50 individuals, including CEOs and Hollywood Stars, have been accused of involvement with a recent college admissions bribery scandal. As disclosed by United States federal prosecutors, those accused paid more than 25 million dollars to the mastermind behind the scheme, William Rick Singer, who used that money, in part, to facilitate cheating on standardized tests and funnel bribes to athletic coaches.

 

In one case, Mr. Rudy Meredith, head coach of the Yale women’s soccer team for 24 years, solicited a $450,000 bribe from the parent of a prospective college student in exchange for saving a Yale soccer recruitment spot for his daughter.

 

In another case, John Vandemoer, the coach of the sailing team at Stanford University, was charged with certifying an applicant who has never sailed before as a sailing team recruit in exchange for a payment of $110,000.

 

Mossimo Giannulli, fashion designer, and Lori Loughlin, a famous actress, have also been charged for paying $15,000 to William Singer, to arrange for someone to secretly correct her daughter’s answers on the SAT.

 

Yale, Stanford, USC, and other prestigious universities involved in the scandal are scrambling to contain the fallout, firing athletic coaches and promising to redirect the money received as bribery to fund scholarships for underprivileged students.

 

These revelations have been met with outrage and dissapointment across the nation, especially on college campuses. “When the rich, famous and influential game a system already susceptible to corruption, it perpetuates who remains in power,” said Jessica Wolfrom, a graduate student at Georgetown. In another example of exasperation on campus, two Stanford students brought a class-action complaint in a federal court in California, and accused eight colleges of negligence.

 

For those who have followed the rules of admissions, the path to college is defined by endless hours of studying, years and years of effort, and participation in a myriad of extracurricular activities – not unfamiliar to the community here at Belmont Hill. For these honest applications, the admissions scandal feels deeply unfair.

● DATA SEGMENT:

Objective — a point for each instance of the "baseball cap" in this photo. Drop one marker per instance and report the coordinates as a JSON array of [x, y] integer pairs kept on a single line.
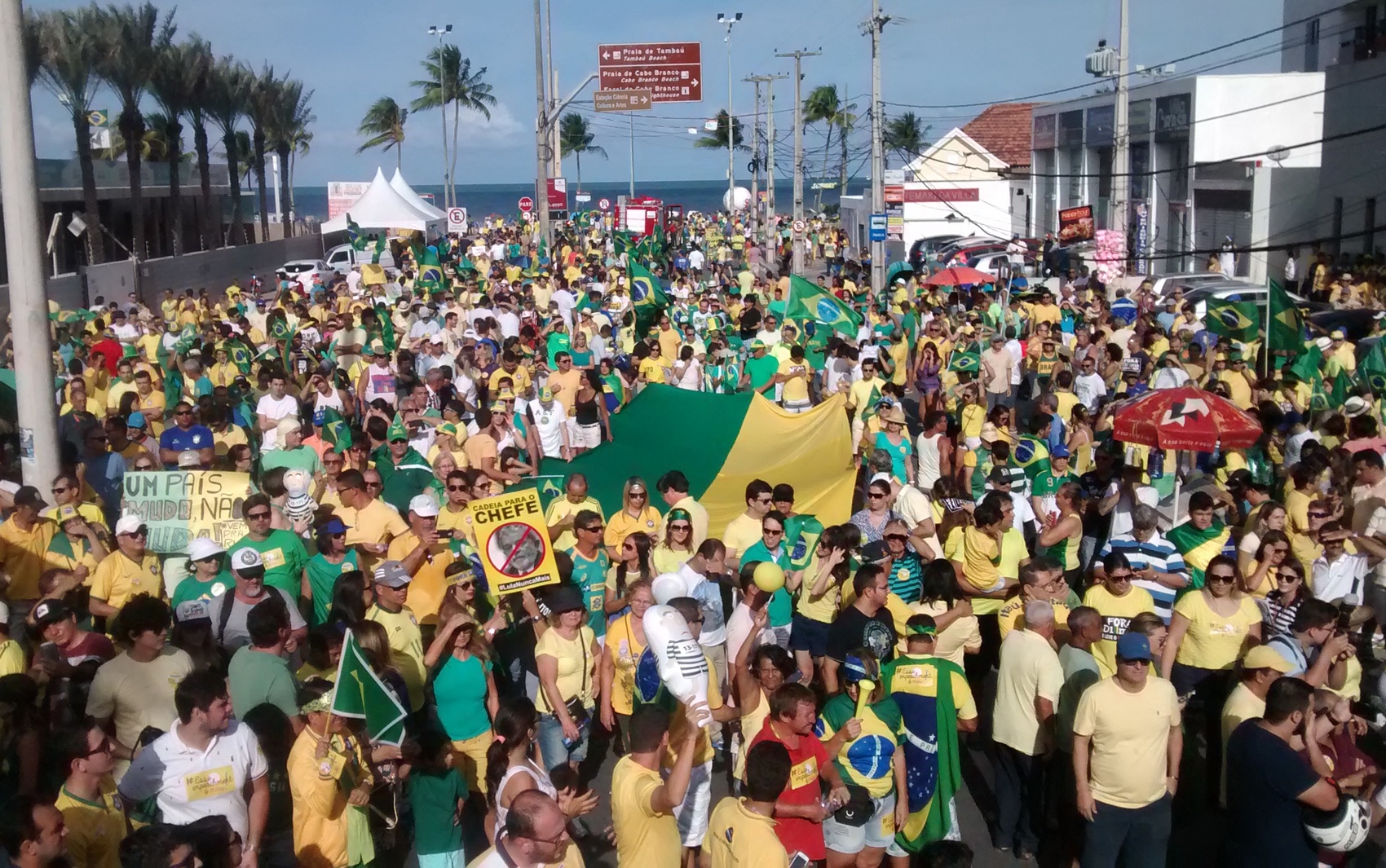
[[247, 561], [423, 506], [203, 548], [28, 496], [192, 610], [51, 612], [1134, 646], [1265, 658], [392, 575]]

● CHALLENGES:
1 – Translate this sentence from the article on the college admissions bribery scandal into Spanish: "Yale, Stanford, USC, and other prestigious universities involved in the scandal are scrambling to contain the fallout, firing athletic coaches and promising to redirect the money received as bribery to fund scholarships for underprivileged students."
2 – Using the admissions scandal article, answer these questions:
(a) How much did those accused pay William Rick Singer in total?
(b) How many years had Rudy Meredith been head coach of the Yale women's soccer team?
(c) How many colleges did the two Stanford students accuse of negligence?
3 – Resume the article on the college admissions bribery scandal, picking up right after its final sentence.

● IN RESPONSE:
1 – Yale, Stanford, USC y otras universidades prestigiosas implicadas en el escándalo se apresuran a contener las consecuencias, despidiendo a entrenadores deportivos y prometiendo redirigir el dinero recibido como soborno para financiar becas destinadas a estudiantes desfavorecidos.

2 –
(a) More than 25 million dollars.
(b) 24 years.
(c) Eight.

3 –
Yet, elite college institutions have never been wholly meritocratic. Legal routine favor trading and favoritism that have long corrupted the admissions process, leeching merit from the equation. In a particularly public case, Charles Kushner, father of the Senior Advisor to the President, Jared Kushner, pledged $2.5 million to Harvard just as his son was applying. Kushner was then admitted, despite having the GPA or SAT scores well below needed to warrant admission. Furthermore, “legacy” students have always extracted from the pool of deserving applicants. These are students that have at least one parent who have attended the institution. The admission rate for legacies at Harvard has continuously hovered around 30 percent. By contrast, the rate for the Class of 2022 as a whole was under 5 percent. These are just a few examples of economic disparities that have and will continue to plague access to higher education.

 

This college scandal, compounded with other recent stories like the qualified Asian-American students rejected by Harvard, have opened the eyes of Americans to the flawed system. Elite American universities are often cast as the envy of the world and the pinnacle of academia, but these cases have shown the admissions system as it truly is: exploitable, arbitrary, and broken.

 

In light of the brazen and elaborate lengths these parents have taken to secure a spot at an elite college, we must re-evaluate the importance placed on such colleges. We also need to stop lying to ourselves that the college admissions process is solely based on merit. Instead of this mad scramble to get into a top college, let’s focus on objectives that will have infinitely more bearing on our sense of fulfillment in life: the wisdom with which we choose our friendships and our interactions with the communities that we inhabit, to name a few.